* Source document *
▬▬▬▬▬▬▬▬▬▬

# New machine arriving Thursday



## BigJB (Apr 10, 2017)

I think my wife is sick of me talking about coffee so I thought I'll post here instead! My new and also 1st machine is coming on Thursday. Can't wait for my profitec pro700 and Eureka zenith 65e! I am really excited to start exploring the world of artisan and craft coffee!


----------



## igm45 (Mar 5, 2017)

BigJB said:


> I think my wife is sick of me talking about coffee so I thought I'll post here instead! My new and also 1st machine is coming on Thursday. Can't wait for my profitec pro700 and Eureka zenith 65e! I am really excited to start exploring the world of artisan and craft coffee!


Nothing like new shiny kit,

Get pictures (and videos) up once it's settled into its new home


----------



## MildredM (Feb 13, 2017)

Whooo! How exciting! Keep us informed - and don't forget we love pics too!


----------



## Deansie26 (Jan 16, 2017)

Nice one Jb, feels like Santa and is coming lol.


----------



## eddie57 (Mar 21, 2017)

Nice bit of kit you're getting there, my first machines were Gaggia baby class and Gaggia blade grinder


----------



## Teresap (Jun 11, 2017)

How lovely . . .enjoy

Teresa x


----------



## rossmcintyre (Sep 6, 2017)

I joined because my housemate was tired of me talking about coffee! Let us know how you find it


----------

▬▬▬▬▬▬▬▬▬▬

* Data segment *
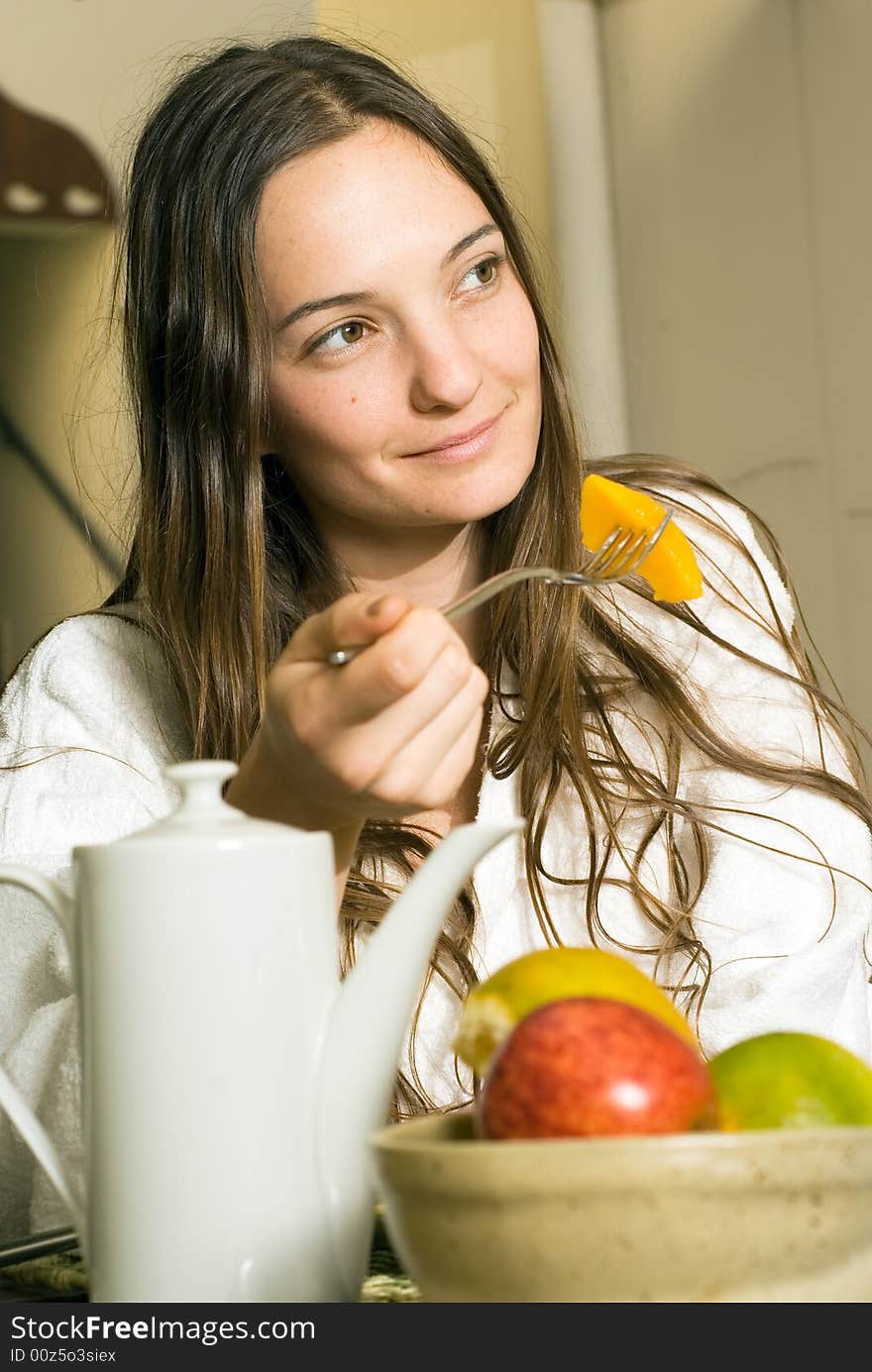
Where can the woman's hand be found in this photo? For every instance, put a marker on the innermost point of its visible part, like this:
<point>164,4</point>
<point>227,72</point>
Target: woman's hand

▬▬▬▬▬▬▬▬▬▬

* Tasks to complete *
**a)** In the coffee machine thread, swap "Santa" for "Father Christmas" and write out the passage starting with "## MildredM (Feb" and going on through "is coming lol.".
**b)** According to the coffee machine thread, what were eddie57's first machines?
**c)** Using the coffee machine thread, explain why BigJB chose to post about the new machine there.

* The responses *
**a)**
## MildredM (Feb 13, 2017)

Whooo! How exciting! Keep us informed - and don't forget we love pics too!


----------



## Deansie26 (Jan 16, 2017)

Nice one Jb, feels like Father Christmas and is coming lol.

**b)** A Gaggia baby class and a Gaggia blade grinder.

**c)** BigJB thought his wife was sick of him talking about coffee, so he decided to post on the forum instead.